Sabtu, 17 Februari 2018

cerita islami

Musafir yang Tetap Bahagia Mendapat Musibah 

by : tmt.m


Thursday, February 15, 2018 2:36 PM
Seorang pria muda baru pulang berbelanja dari sebuah minimarket. Biasanya usai belanja keceriaannya terpancar berlipat-lipat. Namun, kali ini selain kesenduan, sumpah serapah juga mengalir dari mulutnya. Dia baru saja kehilangan helm barunya. “Aku sengaja beli helm mahal supaya tahan lama.
Tapi malah digondol maling keparat itu!” omelnya. Semalaman dia mengomel terus dengan muka marah padam. Para pegawai minimarket hanya mengerut ketakutan saat dikomplain soal kehilangan tersebut. Dia betul-betul kecewa dan marah besar atas kejadian tersebut. “Kalau maling itu kutemukan, dia pasti kucincang-cincang sampai lumat.” Sesampainya dirumah, istrinya bertanya, “Apa yang kaurasakan saat ini?” Suaminya menjelaskan dengan suara tinggi,
“Kepalaku pusing, pandanganku berkunang-kunang, darahku mendidih, selera makanku hilang.” Beruntunglah Pria itu mempunyai Istri yang pandai menghibur dan menggembirakan sang suami. “Bukan hanya helm yang berhasil dicuri maling itu, tapi juga kebahagiaan hidupmu, sayang. Bila kau terus-terusan marah, penyakit darah tinggimu akan kambuh, pikiran jadi kacau hingga tak bisa mencari nafkah dengan baik. Jika kau ikhlas dan lebih berhati-hati dilain waktu, pikiranmu akan tenang sehingga bisa mencari rezeki yang lebih banyak. Insya Allah, rezeki yang diperoleh dengan ketenangan itu melebihi harga helm yang hilang,” terang istrinya. “Aku menabung lama untuk membeli helm mahal itu. Aku belum bisa menerima kenyataan ini, aku tak rela,” ungkap suaminya masih kesal. “Baiklah, maukah kau mendengar kisah tentang orang saleh yang tak mau kehilangan kebahagiaannya? ” tanya istrinya. Suami yang kelelahan akibat kehabisan energi meluapkan amarah itu tak punya pilihan kecuali menyetujui tawaran istrinya.

### TUGAS ANDA
**A.** Tuliskan ulang bagian kutipan mulai dari "cerita islami" sampai dengan "supaya tahan lama." tanpa mengubah satu kata pun.
**B.** Ringkas kutipan di atas dalam dua kalimat.
**C.** Terjemahkan kalimat dari kutipan ini ke dalam bahasa Inggris: "Para pegawai minimarket hanya mengerut ketakutan saat dikomplain soal kehilangan tersebut."

### MATERI YANG DITAMPILKAN
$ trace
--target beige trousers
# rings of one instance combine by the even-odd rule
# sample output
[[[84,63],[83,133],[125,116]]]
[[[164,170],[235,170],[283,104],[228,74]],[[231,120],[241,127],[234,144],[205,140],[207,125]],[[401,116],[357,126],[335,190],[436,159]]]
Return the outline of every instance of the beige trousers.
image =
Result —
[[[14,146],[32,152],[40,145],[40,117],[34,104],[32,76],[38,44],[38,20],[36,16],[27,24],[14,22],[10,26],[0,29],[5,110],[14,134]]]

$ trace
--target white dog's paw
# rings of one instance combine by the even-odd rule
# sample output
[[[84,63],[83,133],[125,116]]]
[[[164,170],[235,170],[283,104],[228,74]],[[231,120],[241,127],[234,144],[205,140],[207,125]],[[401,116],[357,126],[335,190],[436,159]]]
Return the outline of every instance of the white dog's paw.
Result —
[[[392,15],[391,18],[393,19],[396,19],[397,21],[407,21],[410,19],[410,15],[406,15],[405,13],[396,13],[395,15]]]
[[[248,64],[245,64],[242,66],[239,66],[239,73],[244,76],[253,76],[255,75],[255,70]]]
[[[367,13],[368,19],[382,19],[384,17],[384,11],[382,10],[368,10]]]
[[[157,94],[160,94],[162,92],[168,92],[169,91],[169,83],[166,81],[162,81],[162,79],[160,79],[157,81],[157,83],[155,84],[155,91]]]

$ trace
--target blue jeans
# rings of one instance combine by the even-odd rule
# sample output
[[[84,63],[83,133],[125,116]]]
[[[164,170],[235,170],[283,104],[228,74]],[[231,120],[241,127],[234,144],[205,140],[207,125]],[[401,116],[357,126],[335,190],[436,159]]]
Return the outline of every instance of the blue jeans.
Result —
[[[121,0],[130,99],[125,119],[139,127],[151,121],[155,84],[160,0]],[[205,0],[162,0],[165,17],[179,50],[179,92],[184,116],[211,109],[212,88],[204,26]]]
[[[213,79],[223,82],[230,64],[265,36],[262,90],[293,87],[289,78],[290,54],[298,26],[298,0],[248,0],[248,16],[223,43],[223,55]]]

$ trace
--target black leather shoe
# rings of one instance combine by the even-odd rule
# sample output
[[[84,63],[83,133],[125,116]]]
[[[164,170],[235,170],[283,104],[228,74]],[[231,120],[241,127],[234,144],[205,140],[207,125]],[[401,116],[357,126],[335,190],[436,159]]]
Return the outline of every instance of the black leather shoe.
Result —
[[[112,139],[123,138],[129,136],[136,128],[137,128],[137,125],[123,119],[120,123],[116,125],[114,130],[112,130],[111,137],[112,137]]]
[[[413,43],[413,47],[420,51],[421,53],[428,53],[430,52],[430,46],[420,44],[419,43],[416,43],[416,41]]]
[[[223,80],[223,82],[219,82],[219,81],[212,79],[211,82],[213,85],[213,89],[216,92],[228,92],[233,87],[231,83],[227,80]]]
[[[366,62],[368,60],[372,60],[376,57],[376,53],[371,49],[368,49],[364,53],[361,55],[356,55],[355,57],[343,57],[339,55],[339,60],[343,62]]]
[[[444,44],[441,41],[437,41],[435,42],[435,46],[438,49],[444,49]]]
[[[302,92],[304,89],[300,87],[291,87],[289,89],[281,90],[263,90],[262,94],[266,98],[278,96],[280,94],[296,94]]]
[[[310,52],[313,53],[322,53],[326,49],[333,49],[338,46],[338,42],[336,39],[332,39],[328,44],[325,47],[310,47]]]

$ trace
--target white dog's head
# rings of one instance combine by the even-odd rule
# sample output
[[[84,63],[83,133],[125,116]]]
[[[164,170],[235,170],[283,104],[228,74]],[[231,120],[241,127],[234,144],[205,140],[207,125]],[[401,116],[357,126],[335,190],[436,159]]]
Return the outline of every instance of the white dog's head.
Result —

### JAWABAN TIAP TUGAS
**A.**
cerita islami

Musafir yang Tetap Bahagia Mendapat Musibah 

by : tmt.m


Thursday, February 15, 2018 2:36 PM
Seorang pria muda baru pulang berbelanja dari sebuah minimarket. Biasanya usai belanja keceriaannya terpancar berlipat-lipat. Namun, kali ini selain kesenduan, sumpah serapah juga mengalir dari mulutnya. Dia baru saja kehilangan helm barunya. “Aku sengaja beli helm mahal supaya tahan lama.

**B.** Seorang pria muda baru pulang berbelanja dari minimarket dan marah besar karena helm mahal barunya dicuri maling. Di rumah, istrinya menghiburnya dan menasihatinya agar ikhlas serta lebih berhati-hati, lalu menawarkan kisah tentang orang saleh yang tak mau kehilangan kebahagiaannya, dan sang suami menyetujuinya.

**C.** The minimarket employees could only shrink back in fear when they were confronted with complaints about the loss.